REQUIRED ACTION
The response should be an exact copy of every record.

Stored data entries
- Opening Delimiter -

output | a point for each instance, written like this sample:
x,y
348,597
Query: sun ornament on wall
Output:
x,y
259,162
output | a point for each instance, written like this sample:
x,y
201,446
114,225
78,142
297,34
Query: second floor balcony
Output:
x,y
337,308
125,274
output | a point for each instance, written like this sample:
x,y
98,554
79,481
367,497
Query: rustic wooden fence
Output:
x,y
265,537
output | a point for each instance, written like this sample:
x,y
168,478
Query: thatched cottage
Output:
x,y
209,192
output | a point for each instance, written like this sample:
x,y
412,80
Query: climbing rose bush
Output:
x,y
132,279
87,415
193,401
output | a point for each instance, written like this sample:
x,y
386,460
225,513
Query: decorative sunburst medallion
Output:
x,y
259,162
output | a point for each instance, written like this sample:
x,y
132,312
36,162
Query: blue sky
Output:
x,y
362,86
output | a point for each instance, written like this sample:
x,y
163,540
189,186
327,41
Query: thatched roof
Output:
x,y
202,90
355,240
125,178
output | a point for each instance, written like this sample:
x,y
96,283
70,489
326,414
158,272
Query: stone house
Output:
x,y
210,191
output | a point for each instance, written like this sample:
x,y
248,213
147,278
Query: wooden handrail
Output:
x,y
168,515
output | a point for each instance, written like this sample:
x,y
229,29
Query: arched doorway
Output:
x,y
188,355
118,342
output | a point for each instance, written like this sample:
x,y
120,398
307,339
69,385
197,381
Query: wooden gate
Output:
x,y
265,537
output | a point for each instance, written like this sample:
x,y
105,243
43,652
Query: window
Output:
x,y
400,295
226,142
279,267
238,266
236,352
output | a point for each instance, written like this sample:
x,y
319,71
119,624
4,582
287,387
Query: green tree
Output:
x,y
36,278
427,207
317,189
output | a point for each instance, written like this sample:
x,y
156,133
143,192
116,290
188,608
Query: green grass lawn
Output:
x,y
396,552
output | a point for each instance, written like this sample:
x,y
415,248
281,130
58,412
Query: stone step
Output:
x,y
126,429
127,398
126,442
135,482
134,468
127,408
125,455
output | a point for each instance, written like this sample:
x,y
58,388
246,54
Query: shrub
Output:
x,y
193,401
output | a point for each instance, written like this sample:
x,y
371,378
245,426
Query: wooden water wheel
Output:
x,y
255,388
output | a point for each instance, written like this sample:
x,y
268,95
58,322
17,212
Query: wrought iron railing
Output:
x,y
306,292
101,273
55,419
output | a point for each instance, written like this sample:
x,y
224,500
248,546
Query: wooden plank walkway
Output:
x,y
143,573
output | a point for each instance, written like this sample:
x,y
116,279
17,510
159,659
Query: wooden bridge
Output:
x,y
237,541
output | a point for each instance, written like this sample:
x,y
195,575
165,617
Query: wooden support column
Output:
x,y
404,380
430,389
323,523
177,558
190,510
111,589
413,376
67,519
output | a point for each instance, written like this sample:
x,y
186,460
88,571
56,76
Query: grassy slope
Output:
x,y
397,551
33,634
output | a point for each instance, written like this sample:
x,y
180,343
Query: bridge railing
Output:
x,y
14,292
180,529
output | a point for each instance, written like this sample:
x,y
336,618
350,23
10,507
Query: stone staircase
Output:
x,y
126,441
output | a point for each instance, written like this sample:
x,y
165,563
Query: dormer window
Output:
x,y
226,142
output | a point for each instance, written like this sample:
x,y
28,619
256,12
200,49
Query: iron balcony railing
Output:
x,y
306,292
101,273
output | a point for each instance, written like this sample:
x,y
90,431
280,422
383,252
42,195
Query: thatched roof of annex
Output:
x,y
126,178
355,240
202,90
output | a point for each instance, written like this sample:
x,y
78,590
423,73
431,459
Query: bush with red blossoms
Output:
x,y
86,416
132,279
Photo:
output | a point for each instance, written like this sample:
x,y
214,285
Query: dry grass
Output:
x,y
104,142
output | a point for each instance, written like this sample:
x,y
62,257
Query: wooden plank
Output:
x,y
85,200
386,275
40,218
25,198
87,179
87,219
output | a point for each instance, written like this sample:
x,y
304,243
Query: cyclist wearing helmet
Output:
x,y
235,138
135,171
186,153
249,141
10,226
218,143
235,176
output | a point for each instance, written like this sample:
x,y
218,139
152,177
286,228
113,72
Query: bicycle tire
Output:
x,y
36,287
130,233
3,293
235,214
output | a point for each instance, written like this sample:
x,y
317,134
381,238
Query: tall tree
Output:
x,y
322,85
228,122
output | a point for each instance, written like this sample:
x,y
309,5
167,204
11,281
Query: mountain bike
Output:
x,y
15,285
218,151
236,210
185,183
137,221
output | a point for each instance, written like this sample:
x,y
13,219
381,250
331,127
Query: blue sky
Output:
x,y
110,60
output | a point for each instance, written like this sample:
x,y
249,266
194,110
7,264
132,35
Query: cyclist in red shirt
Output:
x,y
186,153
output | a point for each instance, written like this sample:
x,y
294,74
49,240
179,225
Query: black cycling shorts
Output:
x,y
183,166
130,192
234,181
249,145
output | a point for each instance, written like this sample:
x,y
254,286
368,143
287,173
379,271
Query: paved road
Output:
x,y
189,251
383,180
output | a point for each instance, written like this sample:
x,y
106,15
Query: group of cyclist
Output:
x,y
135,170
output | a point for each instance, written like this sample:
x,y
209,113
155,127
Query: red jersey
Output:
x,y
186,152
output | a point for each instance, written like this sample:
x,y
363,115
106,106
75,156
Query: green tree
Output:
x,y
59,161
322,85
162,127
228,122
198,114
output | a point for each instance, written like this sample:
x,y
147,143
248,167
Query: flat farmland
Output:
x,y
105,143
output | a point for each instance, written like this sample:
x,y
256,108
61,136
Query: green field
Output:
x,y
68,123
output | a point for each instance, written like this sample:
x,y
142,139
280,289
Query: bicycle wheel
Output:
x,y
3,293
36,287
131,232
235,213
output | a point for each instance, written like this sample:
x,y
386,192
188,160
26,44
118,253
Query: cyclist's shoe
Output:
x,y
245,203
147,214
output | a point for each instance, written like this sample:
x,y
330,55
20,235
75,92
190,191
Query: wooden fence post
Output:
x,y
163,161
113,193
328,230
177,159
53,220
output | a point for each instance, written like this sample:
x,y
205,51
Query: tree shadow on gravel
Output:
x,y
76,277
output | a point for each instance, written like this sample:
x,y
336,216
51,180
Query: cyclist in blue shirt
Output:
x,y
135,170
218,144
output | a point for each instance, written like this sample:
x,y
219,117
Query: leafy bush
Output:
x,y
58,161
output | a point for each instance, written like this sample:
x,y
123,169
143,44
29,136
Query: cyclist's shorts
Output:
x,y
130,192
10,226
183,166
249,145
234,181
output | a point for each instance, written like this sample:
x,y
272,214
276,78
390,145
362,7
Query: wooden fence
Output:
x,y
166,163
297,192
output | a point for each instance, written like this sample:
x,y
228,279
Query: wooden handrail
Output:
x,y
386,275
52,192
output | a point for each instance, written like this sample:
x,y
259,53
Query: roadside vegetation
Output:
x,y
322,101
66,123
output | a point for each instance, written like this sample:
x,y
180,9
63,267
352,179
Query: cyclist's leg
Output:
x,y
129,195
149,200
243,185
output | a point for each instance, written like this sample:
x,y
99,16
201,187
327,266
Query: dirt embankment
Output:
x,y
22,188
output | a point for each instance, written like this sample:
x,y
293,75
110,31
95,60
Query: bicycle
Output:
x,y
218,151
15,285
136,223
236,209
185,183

- Closing Delimiter -

TASK ANSWER
output | a point for each instance, written like this sample:
x,y
348,597
Query: sun ornament on wall
Output:
x,y
259,162
output | a point for each instance, written like this sample:
x,y
201,446
114,225
78,142
297,34
Query: second floor balcony
Output:
x,y
337,308
125,274
output | a point for each instance, written like this sample:
x,y
98,554
79,481
367,497
Query: rustic wooden fence
Output:
x,y
265,537
output | a point for each instance, written like this sample:
x,y
168,478
Query: thatched cottage
Output:
x,y
209,192
output | a point for each instance, written like this sample:
x,y
412,80
Query: climbing rose bush
Output:
x,y
132,279
87,415
193,401
output | a point for each instance, written like this sample:
x,y
386,460
225,513
Query: decorative sunburst medallion
Output:
x,y
259,162
output | a point for each instance, written like this sample:
x,y
132,312
36,162
Query: blue sky
Output:
x,y
362,86
output | a point for each instance, written like this sample:
x,y
163,540
189,186
327,41
Query: thatched roof
Output:
x,y
202,90
355,240
125,178
output | a point for each instance, written like this sample:
x,y
96,283
70,489
326,414
158,272
Query: stone house
Output:
x,y
210,191
output | a point for each instance, written like this sample:
x,y
248,213
147,278
Query: wooden handrail
Output:
x,y
168,515
output | a point for each instance, written like this sample:
x,y
229,29
Query: arched doorway
Output:
x,y
188,355
118,342
output | a point for each instance, written like this sample:
x,y
120,398
307,339
69,385
197,381
Query: wooden gate
Output:
x,y
265,537
output | a point for each instance, written like this sample:
x,y
105,243
43,652
Query: window
Output:
x,y
400,295
226,142
279,267
238,266
236,352
output | a point for each instance, written like this sample:
x,y
319,71
119,624
4,582
287,387
Query: green tree
Output:
x,y
36,278
427,207
317,189
output | a point for each instance, written like this sample:
x,y
156,133
143,192
116,290
188,608
Query: green grass lawn
Output:
x,y
396,552
output | a point for each instance, written like this sample:
x,y
415,248
281,130
58,412
Query: stone step
Output:
x,y
126,429
127,398
126,442
135,482
134,468
127,408
125,455
output | a point for each instance, written like this sample:
x,y
58,388
246,54
Query: shrub
Output:
x,y
193,401
output | a point for each instance, written like this sample:
x,y
371,378
245,426
Query: wooden water wheel
Output:
x,y
255,388
output | a point for each instance, written like this sample:
x,y
268,95
58,322
17,212
Query: wrought iron railing
Output:
x,y
306,292
101,273
55,419
output | a point for each instance, written like this sample:
x,y
224,500
248,546
Query: wooden plank walkway
Output:
x,y
143,573
output | a point for each instance, written like this sample:
x,y
116,279
17,510
159,659
Query: wooden bridge
Output:
x,y
237,541
output | a point for each instance, written like this sample:
x,y
195,575
165,617
Query: wooden support column
Output:
x,y
404,380
430,389
323,523
177,558
190,510
111,589
413,376
67,519
output | a point for each instance, written like this sample:
x,y
186,460
88,571
56,76
Query: grassy slope
Output:
x,y
397,551
33,634
output | a point for each instance, written like this sample:
x,y
180,343
Query: bridge railing
Output:
x,y
14,292
180,529
output | a point for each instance, written like this sample:
x,y
336,618
350,23
10,507
Query: stone staircase
Output:
x,y
126,441
output | a point for each instance, written like this sample:
x,y
165,563
Query: dormer window
Output:
x,y
226,142
output | a point for each instance, written like this sample:
x,y
28,619
256,12
200,49
Query: iron balcony railing
Output:
x,y
306,292
101,273
output | a point for each instance, written like this sample:
x,y
90,431
280,422
383,252
42,195
Query: thatched roof of annex
Output:
x,y
126,178
355,240
202,90
output | a point for each instance, written like this sample:
x,y
78,590
423,73
431,459
Query: bush with red blossoms
Output:
x,y
86,416
132,279
Photo:
output | a point for each instance, written like this sample:
x,y
214,285
Query: dry grass
Output:
x,y
104,142
output | a point for each instance, written like this sample:
x,y
62,257
Query: wooden plank
Output:
x,y
85,200
386,275
40,218
25,198
87,179
87,219
output | a point for each instance, written like this sample:
x,y
304,243
Query: cyclist wearing helmet
Output:
x,y
235,138
135,171
186,153
249,141
10,226
218,143
235,176
output | a point for each instance, written like this sample:
x,y
218,139
152,177
286,228
113,72
Query: bicycle tire
Output:
x,y
36,287
130,233
3,293
235,214
output | a point for each instance, written like this sample:
x,y
317,134
381,238
Query: tall tree
Output:
x,y
322,85
228,122
output | a point for each instance, written like this sample:
x,y
309,5
167,204
11,281
Query: mountain bike
Output:
x,y
15,285
218,151
236,210
185,183
137,221
output | a point for each instance, written like this sample:
x,y
13,219
381,250
331,127
Query: blue sky
Output:
x,y
110,60
output | a point for each instance, written like this sample:
x,y
249,266
194,110
7,264
132,35
Query: cyclist in red shirt
Output:
x,y
186,153
output | a point for each instance, written like this sample:
x,y
294,74
49,240
179,225
Query: black cycling shorts
Output:
x,y
183,166
130,192
234,181
249,145
output | a point for each instance, written like this sample:
x,y
254,286
368,143
287,173
379,271
Query: paved road
Output:
x,y
189,251
383,180
output | a point for each instance, written like this sample:
x,y
106,15
Query: group of cyclist
Output:
x,y
135,170
output | a point for each instance, written like this sample:
x,y
209,113
155,127
Query: red jersey
Output:
x,y
186,152
output | a point for each instance, written like this sample:
x,y
363,115
106,106
75,156
Query: green tree
Output:
x,y
59,161
322,85
162,127
228,122
198,114
output | a point for each instance, written like this sample:
x,y
147,143
248,167
Query: flat farmland
Output:
x,y
105,143
output | a point for each instance, written like this sample:
x,y
256,108
61,136
Query: green field
Output:
x,y
68,123
output | a point for each instance, written like this sample:
x,y
142,139
280,289
Query: bicycle wheel
Output:
x,y
3,293
36,287
131,232
235,213
output | a point for each instance, written like this sample:
x,y
386,192
188,160
26,44
118,253
Query: cyclist's shoe
Output:
x,y
245,203
147,214
output | a point for each instance, written like this sample:
x,y
330,55
20,235
75,92
190,191
Query: wooden fence post
Output:
x,y
163,161
113,193
328,230
177,159
53,220
output | a point for each instance, written like this sample:
x,y
205,51
Query: tree shadow on gravel
Output:
x,y
76,277
output | a point for each instance, written like this sample:
x,y
336,216
51,180
Query: cyclist in blue shirt
Output:
x,y
135,170
218,144
output | a point for each instance, written like this sample:
x,y
219,117
Query: leafy bush
Output:
x,y
58,161
output | a point for each instance, written like this sample:
x,y
123,169
143,44
29,136
Query: cyclist's shorts
Output:
x,y
130,192
10,226
183,166
249,145
234,181
output | a point for each instance, written like this sample:
x,y
272,214
276,78
390,145
362,7
Query: wooden fence
Output:
x,y
166,163
297,192
output | a point for each instance, written like this sample:
x,y
228,279
Query: wooden handrail
Output:
x,y
386,275
52,192
output | a point for each instance, written like this sample:
x,y
259,53
Query: roadside vegetation
Output:
x,y
322,101
66,123
output | a point for each instance, written like this sample:
x,y
180,9
63,267
352,179
Query: cyclist's leg
Output:
x,y
129,195
149,200
243,185
output | a point for each instance, written like this sample:
x,y
99,16
201,187
327,266
Query: dirt embankment
Output:
x,y
22,188
output | a point for each instance, written like this sample:
x,y
293,75
110,31
95,60
Query: bicycle
Output:
x,y
218,151
15,285
136,223
236,209
185,183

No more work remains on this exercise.